Nero grew up with the piano, immersed in classical training. In a recent interview with SFR he said, "I was not encouraged to play my own notes, so to speak. Classical training was rigid and formal in those days. I was taught the typical stiff-wristed, high-fingered approach. At 17 I started studying with a husband and wife couple, Abram Chasins and Constance Keene, who were more open to improvisation. They encouraged complete relaxation at the keyboard." Nero's early recital in a contest with Valdimir Horowitz, Arthur Rubenstein and Rudolph Serkin as judges (Nero won) got him started on a round of television show appearances. By this time Nero had been "messing around on the side," as he puts it, playing fox trots and cha-cha's in dance bands and listening to George Shearing and Oscar Peterson. "When I heard Art Tatum, though, I finally got it. I wanted to create a synthesis of my classical background with this new jazz form." His technical virtuosity combined with his expanding improvisational vocabulary landed him a gig playing intermission piano at the Hickory House on 52nd Street in New York, opposite luminaries Billy Taylor and Marian McPartland.

### WRITTEN PROBLEM
In the passage about Nero, which two teachers did he begin studying with at 17?

### DATASET ENTRIES

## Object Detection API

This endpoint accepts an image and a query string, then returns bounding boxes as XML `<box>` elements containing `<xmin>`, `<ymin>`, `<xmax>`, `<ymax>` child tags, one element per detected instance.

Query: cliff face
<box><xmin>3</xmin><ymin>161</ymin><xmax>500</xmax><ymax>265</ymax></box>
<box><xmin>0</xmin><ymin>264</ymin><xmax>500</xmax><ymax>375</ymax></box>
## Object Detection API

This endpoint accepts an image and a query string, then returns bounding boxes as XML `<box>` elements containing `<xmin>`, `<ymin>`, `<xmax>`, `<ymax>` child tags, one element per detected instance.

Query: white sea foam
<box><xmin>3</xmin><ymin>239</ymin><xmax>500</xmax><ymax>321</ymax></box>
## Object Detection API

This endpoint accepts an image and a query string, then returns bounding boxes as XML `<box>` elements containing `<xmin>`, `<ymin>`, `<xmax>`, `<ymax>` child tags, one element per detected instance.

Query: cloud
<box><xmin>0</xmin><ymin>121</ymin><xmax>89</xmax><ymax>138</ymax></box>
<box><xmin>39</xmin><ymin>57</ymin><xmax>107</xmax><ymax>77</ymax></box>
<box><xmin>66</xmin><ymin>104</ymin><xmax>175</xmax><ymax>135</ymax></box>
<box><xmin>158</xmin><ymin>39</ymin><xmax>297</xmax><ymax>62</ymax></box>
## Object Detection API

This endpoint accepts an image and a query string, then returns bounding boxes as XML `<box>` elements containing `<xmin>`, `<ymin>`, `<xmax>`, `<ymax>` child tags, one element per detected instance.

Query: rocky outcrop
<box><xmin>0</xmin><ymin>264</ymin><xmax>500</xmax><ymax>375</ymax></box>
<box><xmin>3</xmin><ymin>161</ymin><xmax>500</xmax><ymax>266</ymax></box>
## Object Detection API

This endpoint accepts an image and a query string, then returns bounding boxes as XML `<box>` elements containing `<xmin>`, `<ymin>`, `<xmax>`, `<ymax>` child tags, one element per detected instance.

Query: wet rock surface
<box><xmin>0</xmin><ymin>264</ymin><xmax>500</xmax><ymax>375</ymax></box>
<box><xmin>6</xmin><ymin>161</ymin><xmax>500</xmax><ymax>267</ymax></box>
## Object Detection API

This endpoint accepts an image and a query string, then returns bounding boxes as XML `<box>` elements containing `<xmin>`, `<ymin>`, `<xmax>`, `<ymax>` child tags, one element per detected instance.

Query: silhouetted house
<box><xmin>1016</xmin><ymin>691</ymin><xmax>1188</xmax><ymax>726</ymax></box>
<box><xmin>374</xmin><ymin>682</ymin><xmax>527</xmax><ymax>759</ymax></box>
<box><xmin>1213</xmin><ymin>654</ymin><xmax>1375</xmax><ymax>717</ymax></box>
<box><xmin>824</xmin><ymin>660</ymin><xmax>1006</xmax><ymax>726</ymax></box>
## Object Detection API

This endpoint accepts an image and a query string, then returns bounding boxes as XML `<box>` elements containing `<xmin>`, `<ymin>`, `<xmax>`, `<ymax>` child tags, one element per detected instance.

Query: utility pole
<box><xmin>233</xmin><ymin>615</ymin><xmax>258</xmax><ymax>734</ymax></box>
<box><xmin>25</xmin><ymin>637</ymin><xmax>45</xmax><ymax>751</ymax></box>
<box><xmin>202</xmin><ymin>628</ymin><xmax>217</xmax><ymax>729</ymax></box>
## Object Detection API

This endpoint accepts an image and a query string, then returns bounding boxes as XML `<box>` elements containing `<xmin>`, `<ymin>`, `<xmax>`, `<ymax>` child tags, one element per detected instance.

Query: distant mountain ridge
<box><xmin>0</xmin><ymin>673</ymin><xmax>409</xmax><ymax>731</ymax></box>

### WRITTEN RESPONSE
Abram Chasins and Constance Keene, a husband and wife couple.